▸ **Exercise passage**
• • • • •
This article is part of the supplement: Proceedings of the Tenth Annual MCBIOS Conference
Drug activity prediction using multiple-instance learning via joint instance and feature selection
1 Department of Computer and Information Science, School of Engineering, University of Mississippi, University, 38677, USA
2 Department of Medicinal Chemistry, School of Pharmacy, University of Mississippi, University, 38677, USA
3 Research Institute of Pharmaceutical Sciences, School of Pharmacy, University of Mississippi, University, 38677, USA
BMC Bioinformatics 2013, 14(Suppl 14):S16 doi:10.1186/1471-2105-14-S14-S16Published: 9 October 2013
In drug discovery and development, it is crucial to determine which conformers (instances) of a given molecule are responsible for its observed biological activity and at the same time to recognize the most representative subset of features (molecular descriptors). Due to experimental difficulty in obtaining the bioactive conformers, computational approaches such as machine learning techniques are much needed. Multiple Instance Learning (MIL) is a machine learning method capable of tackling this type of problem. In the MIL framework, each instance is represented as a feature vector, which usually resides in a high-dimensional feature space. The high dimensionality may provide significant information for learning tasks, but at the same time it may also include a large number of irrelevant or redundant features that might negatively affect learning performance. Reducing the dimensionality of data will hence facilitate the classification task and improve the interpretability of the model.
• • • • •
▸ **Extracted material**
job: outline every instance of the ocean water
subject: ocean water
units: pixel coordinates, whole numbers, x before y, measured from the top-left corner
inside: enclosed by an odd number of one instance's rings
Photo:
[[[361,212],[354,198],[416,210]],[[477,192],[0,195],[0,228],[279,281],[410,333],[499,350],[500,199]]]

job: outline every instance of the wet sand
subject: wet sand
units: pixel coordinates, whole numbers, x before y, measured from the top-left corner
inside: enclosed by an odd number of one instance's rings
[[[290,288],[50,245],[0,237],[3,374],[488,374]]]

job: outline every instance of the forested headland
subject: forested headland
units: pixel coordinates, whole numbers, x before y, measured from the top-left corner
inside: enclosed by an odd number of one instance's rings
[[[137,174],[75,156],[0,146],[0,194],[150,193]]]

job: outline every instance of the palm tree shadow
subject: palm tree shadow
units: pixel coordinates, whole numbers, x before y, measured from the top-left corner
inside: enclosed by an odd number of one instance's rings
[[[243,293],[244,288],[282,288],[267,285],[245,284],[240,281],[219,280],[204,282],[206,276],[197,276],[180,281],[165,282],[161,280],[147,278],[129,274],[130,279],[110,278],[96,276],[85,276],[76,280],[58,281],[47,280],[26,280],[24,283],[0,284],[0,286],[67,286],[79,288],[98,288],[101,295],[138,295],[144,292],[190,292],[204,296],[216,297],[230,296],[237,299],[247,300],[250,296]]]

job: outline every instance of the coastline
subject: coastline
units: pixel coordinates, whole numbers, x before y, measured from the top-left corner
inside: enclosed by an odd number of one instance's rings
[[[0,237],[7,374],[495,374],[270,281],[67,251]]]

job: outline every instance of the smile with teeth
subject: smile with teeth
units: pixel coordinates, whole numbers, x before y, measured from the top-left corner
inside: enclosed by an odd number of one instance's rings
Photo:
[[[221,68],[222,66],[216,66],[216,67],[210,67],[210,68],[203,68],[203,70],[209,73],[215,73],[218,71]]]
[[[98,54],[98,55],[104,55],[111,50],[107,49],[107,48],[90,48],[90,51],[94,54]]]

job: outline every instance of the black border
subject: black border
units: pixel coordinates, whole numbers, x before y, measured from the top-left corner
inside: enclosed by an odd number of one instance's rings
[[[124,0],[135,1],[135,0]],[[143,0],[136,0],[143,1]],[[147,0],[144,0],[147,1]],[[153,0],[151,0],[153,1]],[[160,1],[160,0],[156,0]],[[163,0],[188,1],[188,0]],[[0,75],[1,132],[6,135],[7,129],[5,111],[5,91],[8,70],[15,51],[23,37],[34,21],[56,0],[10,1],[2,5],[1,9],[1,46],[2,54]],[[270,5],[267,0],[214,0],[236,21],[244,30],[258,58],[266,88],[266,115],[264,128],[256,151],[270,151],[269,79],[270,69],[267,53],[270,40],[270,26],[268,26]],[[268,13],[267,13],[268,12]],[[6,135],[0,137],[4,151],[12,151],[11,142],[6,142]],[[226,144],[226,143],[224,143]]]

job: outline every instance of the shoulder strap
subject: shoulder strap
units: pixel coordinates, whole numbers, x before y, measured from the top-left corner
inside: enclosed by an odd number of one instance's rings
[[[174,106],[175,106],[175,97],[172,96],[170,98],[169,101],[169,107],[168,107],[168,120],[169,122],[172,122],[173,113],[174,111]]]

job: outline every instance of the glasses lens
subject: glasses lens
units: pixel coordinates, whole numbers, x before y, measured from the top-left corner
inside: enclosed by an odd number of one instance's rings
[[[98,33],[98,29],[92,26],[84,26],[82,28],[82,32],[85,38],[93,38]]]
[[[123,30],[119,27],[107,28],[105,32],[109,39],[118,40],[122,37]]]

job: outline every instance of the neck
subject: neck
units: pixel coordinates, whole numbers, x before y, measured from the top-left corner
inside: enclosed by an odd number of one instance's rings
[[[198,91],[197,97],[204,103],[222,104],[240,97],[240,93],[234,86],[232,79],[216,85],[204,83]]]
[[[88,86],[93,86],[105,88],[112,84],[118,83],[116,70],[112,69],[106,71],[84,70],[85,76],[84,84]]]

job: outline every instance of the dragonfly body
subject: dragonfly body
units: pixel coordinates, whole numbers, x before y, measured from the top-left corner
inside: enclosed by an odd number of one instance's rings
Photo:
• • • • •
▸ **Task set**
a – In the article on drug activity prediction, shorten the paragraph that begins "In drug discovery and development" into a brief list that keeps its main facts.
b – Continue the article on drug activity prediction from the end of its last sentence.

▸ **Your written answers**
a –
- Drug discovery needs to find which conformers (instances) of a molecule cause its biological activity, and which subset of features (molecular descriptors) best represents it.
- Bioactive conformers are hard to obtain by experiment, so computational methods such as machine learning are needed.
- Multiple Instance Learning (MIL) can handle this kind of problem.
- In MIL, each instance is a feature vector, usually in a high-dimensional feature space.
- Many dimensions can carry useful information, but they can also include many irrelevant or redundant features that hurt learning performance.
- Reducing the number of dimensions makes classification easier and the model easier to interpret.

b –
In this work we propose a novel approach, named multiple instance learning via joint instance and feature selection. The iterative joint instance and feature selection is achieved using an instance-based feature mapping and 1-norm regularized optimization. The proposed approach was tested on four biological activity datasets.
The empirical results demonstrate that the selected instances (prototype conformers) and features (pharmacophore fingerprints) have competitive discriminative power and the convergence of the selection process is also fast.